_Reading passage_.
## start

Central America as a region will remain heavily dependent on the
performance of developed-state economies, particularly the US, which
remains a major source for remittance flows and demand for exports.
Drug-related violence and high levels of insecurity will remain a major
concern for most of the region, although such concerns will be particularly
elevated among the 'northern triangle' states of Guatemala,
El Salvador and Honduras.
The region's economic trajectory remains highly divergent. Even
though we expect its growth story to moderate in the coming years,
Panama is still set to experience one of the fastest real GDP growth
rates in the region, whereas El Salvador and Guatemala will struggle.
Major Forecast Changes
While we continue to expect growth to slow in Costa Rica, after
the country expanded by a robust 5.1% in 2012, we see potential
for greater than initially anticipated investment. As such, we have
modestly revised up our 2013 real GDP growth forecast to 4.2%
(from 3.7% previously) and our 2014 forecast to 3.8% (from 3.4%).

## end

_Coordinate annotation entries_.
## start

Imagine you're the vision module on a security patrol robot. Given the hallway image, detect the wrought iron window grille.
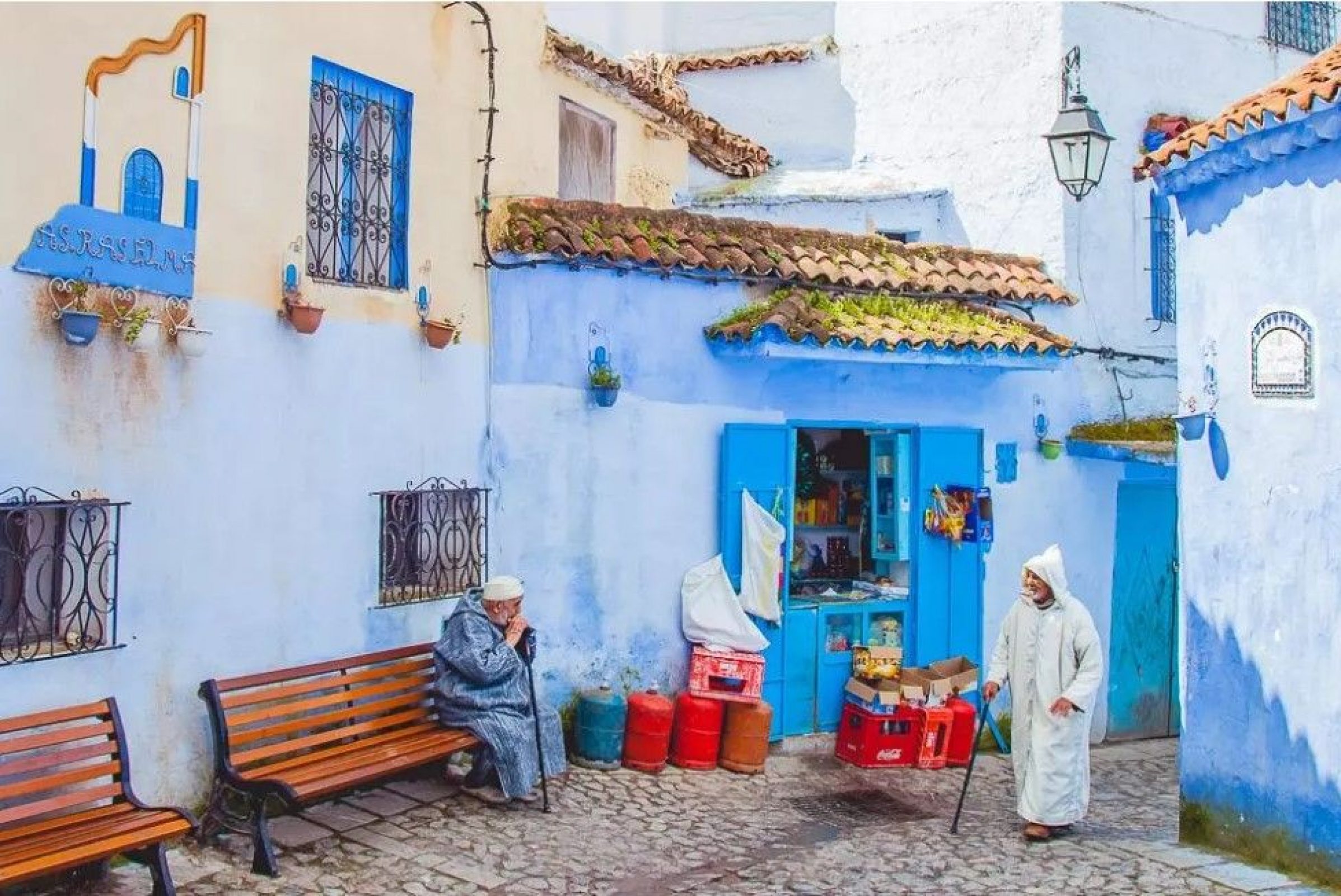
[307,57,414,290]
[1266,3,1337,54]
[1150,193,1178,323]
[0,487,129,666]
[373,476,489,606]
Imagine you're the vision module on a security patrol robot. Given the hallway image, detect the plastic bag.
[740,491,787,622]
[680,554,768,653]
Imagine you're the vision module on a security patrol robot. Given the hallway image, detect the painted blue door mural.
[719,424,788,738]
[1108,482,1180,739]
[121,149,163,221]
[904,428,983,666]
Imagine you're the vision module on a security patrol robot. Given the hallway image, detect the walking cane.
[522,628,550,811]
[950,700,992,834]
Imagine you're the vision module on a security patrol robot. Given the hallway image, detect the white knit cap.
[480,576,524,601]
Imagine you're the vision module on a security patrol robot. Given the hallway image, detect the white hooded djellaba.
[987,544,1104,828]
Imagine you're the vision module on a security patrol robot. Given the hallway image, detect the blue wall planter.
[1174,413,1206,441]
[60,311,102,345]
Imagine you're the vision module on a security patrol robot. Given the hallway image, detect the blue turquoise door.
[719,424,788,739]
[904,428,983,666]
[1108,482,1180,739]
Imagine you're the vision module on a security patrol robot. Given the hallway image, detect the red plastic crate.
[834,703,923,768]
[916,707,955,768]
[689,645,763,703]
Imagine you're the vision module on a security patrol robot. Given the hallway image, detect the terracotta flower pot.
[286,302,326,334]
[424,320,456,349]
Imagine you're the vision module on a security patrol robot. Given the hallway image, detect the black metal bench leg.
[252,797,279,877]
[130,844,177,896]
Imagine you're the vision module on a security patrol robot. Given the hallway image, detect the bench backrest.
[0,698,130,829]
[201,644,436,771]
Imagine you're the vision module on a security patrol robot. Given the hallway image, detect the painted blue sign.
[13,205,196,298]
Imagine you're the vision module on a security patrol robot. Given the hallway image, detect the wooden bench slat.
[0,815,190,884]
[0,700,111,743]
[294,740,483,800]
[228,689,432,749]
[0,759,121,800]
[218,656,433,710]
[214,642,433,692]
[248,727,474,785]
[0,719,114,757]
[242,722,444,778]
[233,710,424,766]
[0,804,177,865]
[228,675,432,729]
[0,740,116,780]
[0,802,138,846]
[0,783,122,825]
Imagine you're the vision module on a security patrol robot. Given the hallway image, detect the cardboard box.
[843,679,903,715]
[927,656,978,699]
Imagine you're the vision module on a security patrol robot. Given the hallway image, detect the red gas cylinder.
[671,691,726,771]
[624,688,675,774]
[945,696,978,766]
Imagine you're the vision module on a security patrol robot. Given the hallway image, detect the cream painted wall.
[0,3,688,339]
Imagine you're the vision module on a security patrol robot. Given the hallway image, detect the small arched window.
[121,149,163,221]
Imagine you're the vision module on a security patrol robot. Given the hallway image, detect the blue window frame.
[1266,0,1337,54]
[307,57,414,290]
[121,149,163,221]
[1151,192,1178,323]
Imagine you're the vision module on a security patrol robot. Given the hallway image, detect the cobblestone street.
[34,742,1321,896]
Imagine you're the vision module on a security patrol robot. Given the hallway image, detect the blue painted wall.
[489,260,1123,736]
[1174,110,1341,869]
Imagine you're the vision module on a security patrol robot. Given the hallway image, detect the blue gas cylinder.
[573,684,629,771]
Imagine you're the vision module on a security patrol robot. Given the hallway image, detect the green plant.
[122,307,153,345]
[590,367,619,389]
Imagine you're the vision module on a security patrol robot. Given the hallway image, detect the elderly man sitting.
[433,576,567,805]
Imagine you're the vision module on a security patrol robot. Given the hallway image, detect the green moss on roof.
[1070,417,1178,442]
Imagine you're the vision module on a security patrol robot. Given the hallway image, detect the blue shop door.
[719,422,788,739]
[1108,482,1180,739]
[904,428,983,676]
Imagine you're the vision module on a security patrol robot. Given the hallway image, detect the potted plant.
[424,315,465,349]
[57,281,102,345]
[121,307,162,352]
[284,291,326,334]
[590,367,619,408]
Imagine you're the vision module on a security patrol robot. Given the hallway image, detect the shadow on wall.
[1180,604,1341,883]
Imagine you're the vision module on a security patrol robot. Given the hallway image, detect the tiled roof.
[547,28,773,177]
[668,43,814,75]
[1134,44,1341,180]
[704,288,1073,356]
[489,198,1076,305]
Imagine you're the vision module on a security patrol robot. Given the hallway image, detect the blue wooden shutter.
[905,428,983,665]
[719,424,791,738]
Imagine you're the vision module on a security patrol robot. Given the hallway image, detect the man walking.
[983,544,1104,841]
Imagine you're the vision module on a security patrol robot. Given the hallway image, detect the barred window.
[0,488,126,666]
[1151,192,1178,323]
[374,476,489,606]
[307,57,414,290]
[1266,3,1337,54]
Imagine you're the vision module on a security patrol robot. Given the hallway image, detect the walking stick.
[950,700,992,834]
[522,628,550,811]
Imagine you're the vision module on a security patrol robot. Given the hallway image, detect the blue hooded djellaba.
[433,594,567,800]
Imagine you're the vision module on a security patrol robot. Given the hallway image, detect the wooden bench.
[200,644,479,877]
[0,698,196,896]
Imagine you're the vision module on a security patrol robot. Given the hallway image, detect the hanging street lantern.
[1043,47,1113,203]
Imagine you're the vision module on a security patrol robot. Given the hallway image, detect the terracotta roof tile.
[704,287,1073,356]
[489,198,1076,305]
[547,28,773,177]
[1134,44,1341,180]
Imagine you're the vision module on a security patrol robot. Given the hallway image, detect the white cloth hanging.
[680,554,768,653]
[740,489,787,622]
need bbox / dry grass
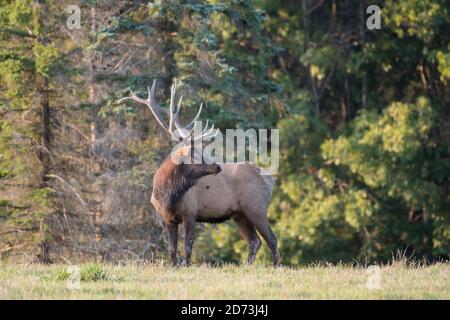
[0,262,450,299]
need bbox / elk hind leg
[248,216,280,267]
[233,214,261,265]
[166,223,178,267]
[183,217,195,266]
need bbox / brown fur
[152,147,279,265]
[152,148,221,223]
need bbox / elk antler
[119,79,219,141]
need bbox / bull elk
[120,80,280,266]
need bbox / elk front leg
[183,217,195,266]
[166,223,178,267]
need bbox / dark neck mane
[153,157,198,215]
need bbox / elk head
[119,79,221,179]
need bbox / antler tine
[119,85,167,130]
[186,102,203,128]
[194,121,219,141]
[119,79,215,141]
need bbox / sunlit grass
[0,262,450,299]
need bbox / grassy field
[0,262,450,299]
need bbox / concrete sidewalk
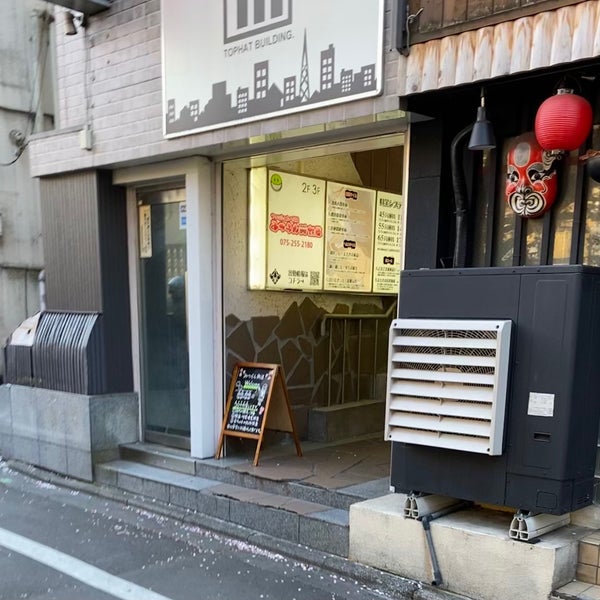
[5,440,467,600]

## end

_Exercise aim_. Reproduce the part of the Central America economic outlook that begins with the words containing "Central America as" and ends with "Salvador and Honduras.". The records come from a source separate from the text.

_Exercise solution_.
Central America as a region will remain heavily dependent on the
performance of developed-state economies, particularly the US, which
remains a major source for remittance flows and demand for exports.
Drug-related violence and high levels of insecurity will remain a major
concern for most of the region, although such concerns will be particularly
elevated among the 'northern triangle' states of Guatemala,
El Salvador and Honduras.